### Tasks to perform
**1.** Answer these questions about the forum thread on the Bristol Persian Rescue:
(a) How many Persians has Lexxeh been looking for?
(b) What town does Lexxeh say they are nowhere near?
(c) How does Moo Moo behave when she travels in the car?
**2.** Please write the next part of the forum thread on the Bristol Persian Rescue, starting from where it stops.

### Text shown
▼▼▼

# Bristol Persian Rescue



## Lexxeh (Sep 18, 2012)

Hi everyone 

i was wondering if anyone knew if the Bristol Persian Rescue still operate?
I have been after 2 persians for some time, but i cant seem to find any updated info on their website 

Thanks in advance 

Lexxeh


----------



## monkeymummy32 (May 22, 2012)

There's always gorgeous Moo Moo....not a persian, but long haired and very beautiful!


----------



## Lexxeh (Sep 18, 2012)

forgive me but whats a moo moo? lol


----------



## monkeymummy32 (May 22, 2012)

Lexxeh said:


> forgive me but whats a moo moo? lol


Moo Moo is a gorgeous cat looking for a new home on this forum......have a look at the other threads in the rescue & adoption forum


----------



## Lexxeh (Sep 18, 2012)

Your moo moo looks absolutely lush but I'm no where near Blackpool :'( other wise I'd have moo in a heart beat


----------



## monkeymummy32 (May 22, 2012)

Lexxeh said:


> Your moo moo looks absolutely lush but I'm no where near Blackpool :'( other wise I'd have moo in a heart beat


Oh she's not my Moo Moo - she belongs to a different forum member! I'm pretty sure that he owner would be willing to consider a home further afield if it was suitable!!...........


----------



## Cats cats cats (Feb 4, 2011)

Lexxeh said:


> Your moo moo looks absolutely lush but I'm no where near Blackpool :'( other wise I'd have moo in a heart beat


I'm more than happy for moo moo to travel to the right home  she's never been far in the car but when she does go in the car, she travels well, just settles down quietly and doesn't get upset


----------



## Guest (Sep 19, 2012)

▲▲▲

Lines of data:

▼▼▼

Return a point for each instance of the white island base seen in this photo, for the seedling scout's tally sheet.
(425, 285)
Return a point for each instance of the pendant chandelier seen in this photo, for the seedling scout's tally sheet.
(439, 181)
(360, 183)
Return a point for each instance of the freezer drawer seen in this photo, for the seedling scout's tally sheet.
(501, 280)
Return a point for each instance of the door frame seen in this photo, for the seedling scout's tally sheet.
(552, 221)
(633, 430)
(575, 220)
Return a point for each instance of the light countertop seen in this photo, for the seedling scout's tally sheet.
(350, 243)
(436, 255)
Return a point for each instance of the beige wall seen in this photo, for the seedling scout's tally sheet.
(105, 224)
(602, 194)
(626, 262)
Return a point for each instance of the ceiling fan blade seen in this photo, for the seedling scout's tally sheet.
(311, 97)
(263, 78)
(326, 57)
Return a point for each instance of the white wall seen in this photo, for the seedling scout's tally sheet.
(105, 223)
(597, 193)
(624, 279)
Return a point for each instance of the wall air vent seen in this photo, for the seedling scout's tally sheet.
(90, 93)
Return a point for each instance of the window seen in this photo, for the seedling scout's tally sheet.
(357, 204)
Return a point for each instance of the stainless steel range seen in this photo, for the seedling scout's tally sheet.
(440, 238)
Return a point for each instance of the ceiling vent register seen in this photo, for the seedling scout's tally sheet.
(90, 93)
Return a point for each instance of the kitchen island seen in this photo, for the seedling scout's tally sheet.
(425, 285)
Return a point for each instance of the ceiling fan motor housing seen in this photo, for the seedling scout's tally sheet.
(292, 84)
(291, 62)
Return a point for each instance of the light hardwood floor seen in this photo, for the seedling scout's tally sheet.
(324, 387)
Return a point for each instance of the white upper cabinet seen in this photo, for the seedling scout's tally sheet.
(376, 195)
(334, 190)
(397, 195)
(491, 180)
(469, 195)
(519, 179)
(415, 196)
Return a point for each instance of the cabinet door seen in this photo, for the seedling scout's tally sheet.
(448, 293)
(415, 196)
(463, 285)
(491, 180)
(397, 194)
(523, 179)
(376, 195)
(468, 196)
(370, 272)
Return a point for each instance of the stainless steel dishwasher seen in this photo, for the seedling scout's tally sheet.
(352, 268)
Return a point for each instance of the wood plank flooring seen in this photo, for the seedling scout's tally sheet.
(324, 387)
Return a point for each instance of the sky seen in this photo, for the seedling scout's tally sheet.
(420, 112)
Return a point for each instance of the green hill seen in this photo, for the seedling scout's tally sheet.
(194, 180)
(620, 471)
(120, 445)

▲▲▲

### Written answers
**1.**
(a) Two.
(b) Blackpool.
(c) She travels well, settles down quietly and doesn't get upset.

**2.**
Last newsletter seems to be April 12. I think you have to approach them.
[email protected]

Persian fluff and feathers said it was closing down in Sept, 12. They would be desperate to rehome, if still open.
[email protected]

Is Rushden persian rescue no good? You can view their stock from their thread in rescue and rehome. What counties are close to you? I'm in Oz.


----------



## Lexxeh (Sep 18, 2012)

I'm in the UK but in the south west, I know some rescues don't rehome too far from where they are based  I'm a total cat fan so I don't mind if kitteh is a full Persian or not I just got a soft spot for them lol


----------



## Guest (Sep 19, 2012)

Have you actually tried the email addresses and checked if these places are close to you? Or used the email to contact isobel at Bristol Persian Rescue?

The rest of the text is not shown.